----- TESTO

PRESIDENTE. Io non la condivido dal 1995.

DE LUCA Athos. Ecco, Presidente, ma dobbiamo trarre le conclusioni da questo.

PRESIDENTE. Ci avevo provato, senatore. Questa conclusione del delitto non contrastato io l’avevo scritta nella proposta di relazione del 1995.

DE LUCA Athos. Se questo è vero, come anche l’audizione di oggi mi persuade, cioè non vi era inefficienza - certo, non eravamo al pari di altri, ma i fatti sono così clamorosi che non è pensabile che non si potesse arrivare ad avere dei risultati -, allora bisogna risalire alle responsabilità. Ci sono due ipotesi che le sottopongo e sulle quali chiedo una sua opinione: o l’input veniva direttamente dal potere politico, quindi dal Presidente del Consiglio e dal Ministro dell’interno di allora, cioè c’era la volontà politica di un partito e quant’altro, oppure i Servizi costituivano un filtro ed erano talmente deviati che non rispondevano al potere politico per il quale operavano. Io propendo per la prima tesi, cioè che vi fosse una volontà politica: mi ha sempre convinto la tesi secondo la quale gli opposti estremismi erano funzionali a varie esigenze di equilibri internazionali, Yalta e tutte le cose che lei dice. In tal caso le responsabilità potrebbero essere un po’ sfumate. Ecco, vorrei conoscere la sua opinione: è più valida la tesi che vi era un potere politico che dava direttamente degli input oppure quella secondo la quale i Servizi rispondevano alle potenze straniere e il potere politico era ignaro. Per esempio Andreotti, se non erro, Presidente, ci ha detto qui: "Quando sono diventato Presidente del Consiglio mi hanno detto: "La prima cosa che devi fare è non occuparti dei Servizi. Non te ne occupare."

PRESIDENTE. "Giova alla dignità del Ministro della difesa non occuparsi dei Servizi"!

DE LUCA Athos. Questo è illuminante, rispetto a certe cose. Comunque vorrei una sua opinione su questi due livelli, naturalmente dal suo osservatorio.

----------
----- RIGHE FORNITE

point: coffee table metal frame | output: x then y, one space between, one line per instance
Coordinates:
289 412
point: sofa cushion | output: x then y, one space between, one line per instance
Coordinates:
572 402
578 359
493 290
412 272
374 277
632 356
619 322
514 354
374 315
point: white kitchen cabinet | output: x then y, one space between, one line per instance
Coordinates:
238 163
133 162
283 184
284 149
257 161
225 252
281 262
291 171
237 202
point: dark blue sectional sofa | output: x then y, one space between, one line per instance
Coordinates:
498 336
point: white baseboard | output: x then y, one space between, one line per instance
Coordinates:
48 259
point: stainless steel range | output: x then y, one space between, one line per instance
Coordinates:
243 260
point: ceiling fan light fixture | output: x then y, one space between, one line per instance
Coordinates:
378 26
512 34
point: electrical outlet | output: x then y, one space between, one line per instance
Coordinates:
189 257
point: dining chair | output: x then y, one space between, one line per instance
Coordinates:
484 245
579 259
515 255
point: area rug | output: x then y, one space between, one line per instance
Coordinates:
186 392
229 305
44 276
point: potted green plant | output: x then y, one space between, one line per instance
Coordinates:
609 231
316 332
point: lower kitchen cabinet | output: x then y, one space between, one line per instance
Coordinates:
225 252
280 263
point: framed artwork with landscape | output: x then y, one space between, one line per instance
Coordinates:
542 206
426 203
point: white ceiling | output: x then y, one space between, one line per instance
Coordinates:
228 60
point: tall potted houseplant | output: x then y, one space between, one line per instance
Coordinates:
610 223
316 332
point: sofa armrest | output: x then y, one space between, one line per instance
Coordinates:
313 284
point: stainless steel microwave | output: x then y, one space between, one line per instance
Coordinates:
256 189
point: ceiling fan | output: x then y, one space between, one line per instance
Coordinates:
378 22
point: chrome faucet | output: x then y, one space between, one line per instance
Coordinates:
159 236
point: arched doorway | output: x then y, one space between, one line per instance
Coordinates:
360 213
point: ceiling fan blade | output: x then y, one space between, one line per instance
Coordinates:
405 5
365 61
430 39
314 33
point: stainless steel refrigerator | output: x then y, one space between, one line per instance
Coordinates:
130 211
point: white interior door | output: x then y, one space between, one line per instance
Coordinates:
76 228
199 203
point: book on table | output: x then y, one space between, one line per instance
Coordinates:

----------

- **CONSEGNE**
a) Riduci a un elenco puntato l'intervento del resoconto dell'audizione che inizia con «Se questo è vero, come anche l'audizione di oggi mi persuade», conservandone i fatti principali.
b) Prosegui il resoconto dell'audizione a partire dall'ultima battuta riportata.

- **SOLUZIONI**
a)
- Non c'era inefficienza: i fatti sono così clamorosi che si sarebbero potuti ottenere risultati. Bisogna quindi risalire alle responsabilità.
- Le ipotesi sono due. Nella prima, l'input veniva dal potere politico, cioè dal Presidente del Consiglio e dal Ministro dell'interno di allora. Nella seconda, i Servizi facevano da filtro ed erano così deviati da non rispondere al potere politico.
- Chi parla propende per la prima ipotesi: gli opposti estremismi erano funzionali a equilibri internazionali (Yalta). In tal caso le responsabilità potrebbero essere sfumate.
- Chiede al Presidente quale tesi sia più valida: un potere politico che dava input diretti, oppure Servizi che rispondevano a potenze straniere con il potere politico ignaro.
- Cita Andreotti. Diventato Presidente del Consiglio, si era sentito dire che la prima cosa da fare era non occuparsi dei Servizi.

b)
FRANCESCHINI. Io non ho mai creduto alla tesi dei famosi "Servizi deviati". A parte il fatto che i Servizi erano di nomina politica e quindi dovevano rendere conto a dei tutori politici, io sono assolutamente convinto della tesi che c’era una parte del mondo politico assolutamente consapevole di una strategia in atto nel nostro Paese, una strategia che ovviamente aveva radici internazionali (non veniva decisa da questa parte del ceto politico a livello nazionale). Vi è certamente una parte dei partiti, del mondo politico dell’epoca che fa riferimento a questa strategia internazionale, opera affinché questa strategia in Italia ottenga dei risultati. E questi risultati li ha ottenuti: in quegli anni il problema non era fare il colpo di Stato; probabilmente una parte dell’intelligence americana pensava a una soluzione di questo tipo, ma era una ipotesi peregrina, non realizzabile. Il problema era rafforzare in questo paese un certo tipo di Governo e di forze politiche: è questo ciò che la strategia della tensione ha prodotto come risultato. Quindi c’erano forze politiche o parti di esse che traevano vantaggi dalla strategia della tensione.

PRESIDENTE. Lo stesso Moro scrive: "Settori del mio partito conniventi o indulgenti con la strategia della tensione". Però non riusciamo ad individuare i settori, di questo dobbiamo prendere atto. Lo stesso figlio, il professor Giovanni Moro, che abbiamo sentito, non ci ha fornito alcuna indicazione. Quindi non andiamo al di là della ricezione delle cose che ha detto Moro.

DE LUCA Athos. A me ha interessato un passaggio. Lei ha detto: "Dopo la vicenda del Lago della Duchessa qualcosa è cambiato, è scattato un meccanismo e in molti, da più parti, si sono resi conto che i giochi erano fatti e si era alle ultime battute della vicenda. In questa coda della vicenda viene fuori una tesi che mi sembra di aver capito bene, ma su cui vorrei conferma da lei, cioè che vi fosse una funzionalità che poi portò all’uccisione di Moro: da una parte Moro era segnato nel destino per le cose che aveva detto; dall’altra parte, le stesse BR che in quel momento gestivano l’operazione (questo è il passaggio meno nobile dell’epilogo della storia di questo gruppo) per salvarsi la vita avrebbero accettato questa via. Ho capito bene?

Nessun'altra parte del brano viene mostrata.